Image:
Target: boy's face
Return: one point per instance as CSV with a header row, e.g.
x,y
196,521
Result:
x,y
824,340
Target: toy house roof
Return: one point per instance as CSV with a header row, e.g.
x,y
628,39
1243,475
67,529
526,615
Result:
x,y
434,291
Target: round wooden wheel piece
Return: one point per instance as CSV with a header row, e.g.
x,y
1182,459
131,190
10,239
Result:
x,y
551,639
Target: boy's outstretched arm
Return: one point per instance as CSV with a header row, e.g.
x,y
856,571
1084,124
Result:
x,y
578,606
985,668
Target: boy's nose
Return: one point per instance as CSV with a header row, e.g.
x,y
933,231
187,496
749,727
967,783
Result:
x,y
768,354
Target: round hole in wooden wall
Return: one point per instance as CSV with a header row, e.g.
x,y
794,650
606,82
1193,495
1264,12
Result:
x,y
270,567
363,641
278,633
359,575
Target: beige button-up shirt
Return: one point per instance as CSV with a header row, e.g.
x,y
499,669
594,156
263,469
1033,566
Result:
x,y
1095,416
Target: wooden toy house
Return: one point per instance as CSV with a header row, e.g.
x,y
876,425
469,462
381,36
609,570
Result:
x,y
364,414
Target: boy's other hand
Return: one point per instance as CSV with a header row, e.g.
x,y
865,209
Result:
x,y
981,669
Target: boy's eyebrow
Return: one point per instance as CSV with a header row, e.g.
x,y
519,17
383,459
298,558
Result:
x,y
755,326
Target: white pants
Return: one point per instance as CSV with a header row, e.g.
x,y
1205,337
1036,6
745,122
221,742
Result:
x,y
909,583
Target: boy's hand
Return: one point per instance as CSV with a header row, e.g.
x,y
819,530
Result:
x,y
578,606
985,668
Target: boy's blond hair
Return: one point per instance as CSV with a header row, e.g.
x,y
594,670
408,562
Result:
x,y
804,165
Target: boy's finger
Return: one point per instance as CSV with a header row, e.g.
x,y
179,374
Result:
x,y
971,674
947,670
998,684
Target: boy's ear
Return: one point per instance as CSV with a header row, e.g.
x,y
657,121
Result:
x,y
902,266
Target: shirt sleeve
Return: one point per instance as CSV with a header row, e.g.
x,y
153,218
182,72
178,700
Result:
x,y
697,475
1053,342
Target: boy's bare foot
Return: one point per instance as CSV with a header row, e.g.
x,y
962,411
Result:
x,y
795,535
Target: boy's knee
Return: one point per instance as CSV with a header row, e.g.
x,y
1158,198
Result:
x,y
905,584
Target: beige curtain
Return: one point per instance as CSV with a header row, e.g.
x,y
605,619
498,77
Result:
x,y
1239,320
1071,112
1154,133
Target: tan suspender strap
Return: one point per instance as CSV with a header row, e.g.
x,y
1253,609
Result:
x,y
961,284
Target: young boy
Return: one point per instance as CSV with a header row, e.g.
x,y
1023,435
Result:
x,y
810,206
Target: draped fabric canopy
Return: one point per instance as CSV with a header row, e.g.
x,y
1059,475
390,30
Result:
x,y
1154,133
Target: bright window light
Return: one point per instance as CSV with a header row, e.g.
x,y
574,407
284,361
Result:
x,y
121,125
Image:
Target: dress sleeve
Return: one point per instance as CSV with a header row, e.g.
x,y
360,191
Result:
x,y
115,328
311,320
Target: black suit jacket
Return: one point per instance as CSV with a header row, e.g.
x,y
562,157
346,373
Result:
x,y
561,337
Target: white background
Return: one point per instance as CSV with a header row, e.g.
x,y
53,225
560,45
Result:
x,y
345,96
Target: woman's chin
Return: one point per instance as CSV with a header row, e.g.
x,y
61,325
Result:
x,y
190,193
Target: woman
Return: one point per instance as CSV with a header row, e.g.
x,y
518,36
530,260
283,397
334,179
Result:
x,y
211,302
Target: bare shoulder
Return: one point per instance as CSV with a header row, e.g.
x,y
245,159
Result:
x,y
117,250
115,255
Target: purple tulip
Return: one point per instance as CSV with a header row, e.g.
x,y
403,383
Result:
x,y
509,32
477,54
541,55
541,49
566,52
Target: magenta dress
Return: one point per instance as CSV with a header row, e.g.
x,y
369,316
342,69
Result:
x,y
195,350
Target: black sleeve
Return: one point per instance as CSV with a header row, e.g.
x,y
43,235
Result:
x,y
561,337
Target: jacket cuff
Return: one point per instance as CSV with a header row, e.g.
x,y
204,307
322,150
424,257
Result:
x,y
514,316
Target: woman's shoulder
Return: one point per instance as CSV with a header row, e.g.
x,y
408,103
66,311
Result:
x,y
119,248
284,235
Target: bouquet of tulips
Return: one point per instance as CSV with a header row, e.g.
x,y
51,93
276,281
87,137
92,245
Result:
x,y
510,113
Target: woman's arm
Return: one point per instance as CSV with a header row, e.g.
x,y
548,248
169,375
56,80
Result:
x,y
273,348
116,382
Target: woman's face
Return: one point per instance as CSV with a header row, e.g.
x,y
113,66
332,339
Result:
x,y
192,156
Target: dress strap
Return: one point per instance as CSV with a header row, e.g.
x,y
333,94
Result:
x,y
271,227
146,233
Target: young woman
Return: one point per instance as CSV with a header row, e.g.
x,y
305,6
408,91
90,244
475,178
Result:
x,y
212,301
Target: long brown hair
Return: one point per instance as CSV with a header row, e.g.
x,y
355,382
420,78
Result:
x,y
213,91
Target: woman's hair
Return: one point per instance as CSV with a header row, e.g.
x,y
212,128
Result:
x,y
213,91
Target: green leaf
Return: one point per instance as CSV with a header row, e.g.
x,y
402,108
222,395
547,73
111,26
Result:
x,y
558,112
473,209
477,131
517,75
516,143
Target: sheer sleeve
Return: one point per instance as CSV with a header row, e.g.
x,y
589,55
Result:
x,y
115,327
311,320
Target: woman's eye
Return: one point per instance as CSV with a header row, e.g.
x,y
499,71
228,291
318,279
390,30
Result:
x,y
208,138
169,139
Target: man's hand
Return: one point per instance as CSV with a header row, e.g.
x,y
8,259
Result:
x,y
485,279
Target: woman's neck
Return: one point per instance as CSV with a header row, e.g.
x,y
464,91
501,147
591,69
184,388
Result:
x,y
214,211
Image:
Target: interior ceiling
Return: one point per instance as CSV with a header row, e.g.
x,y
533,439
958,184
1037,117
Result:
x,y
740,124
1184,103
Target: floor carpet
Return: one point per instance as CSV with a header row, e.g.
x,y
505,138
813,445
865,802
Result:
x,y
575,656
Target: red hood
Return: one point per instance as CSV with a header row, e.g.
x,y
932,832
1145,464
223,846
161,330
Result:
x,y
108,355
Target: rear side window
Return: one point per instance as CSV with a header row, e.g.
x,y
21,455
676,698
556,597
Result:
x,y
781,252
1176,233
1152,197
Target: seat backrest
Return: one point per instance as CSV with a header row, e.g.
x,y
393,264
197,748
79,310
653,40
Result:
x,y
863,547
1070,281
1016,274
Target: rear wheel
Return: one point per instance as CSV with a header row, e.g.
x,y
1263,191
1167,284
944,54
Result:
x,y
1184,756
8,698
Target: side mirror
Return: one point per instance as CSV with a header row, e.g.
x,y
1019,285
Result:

#### What is required:
Starting from the line with "Target: floor carpet" and ending with the final line of the data, quote every line exactly, both ends included.

#### Answer in full:
Target: floor carpet
Return: one point per instance as CSV with a header row, e.g.
x,y
505,138
813,445
865,802
Result:
x,y
575,656
Target: red hood
Return: one point per instance as CSV with a header row, e.g.
x,y
932,832
1145,464
223,846
161,330
Result:
x,y
108,355
Target: rear side window
Return: one point per instance as CSV with a header row, e.g.
x,y
21,455
676,698
556,597
Result:
x,y
781,252
1176,233
1152,197
Target: seat backrest
Return: one point per instance as CSV with a header row, e.g.
x,y
393,264
197,748
79,310
653,40
Result:
x,y
863,547
1070,281
1016,274
Target: rear wheel
Return: one point per instance as CSV with a header row, e.g.
x,y
1263,191
1167,284
944,54
Result:
x,y
1184,756
8,698
Target: side mirror
Return: one point per instance as CSV with a header row, e.g.
x,y
1019,285
Result:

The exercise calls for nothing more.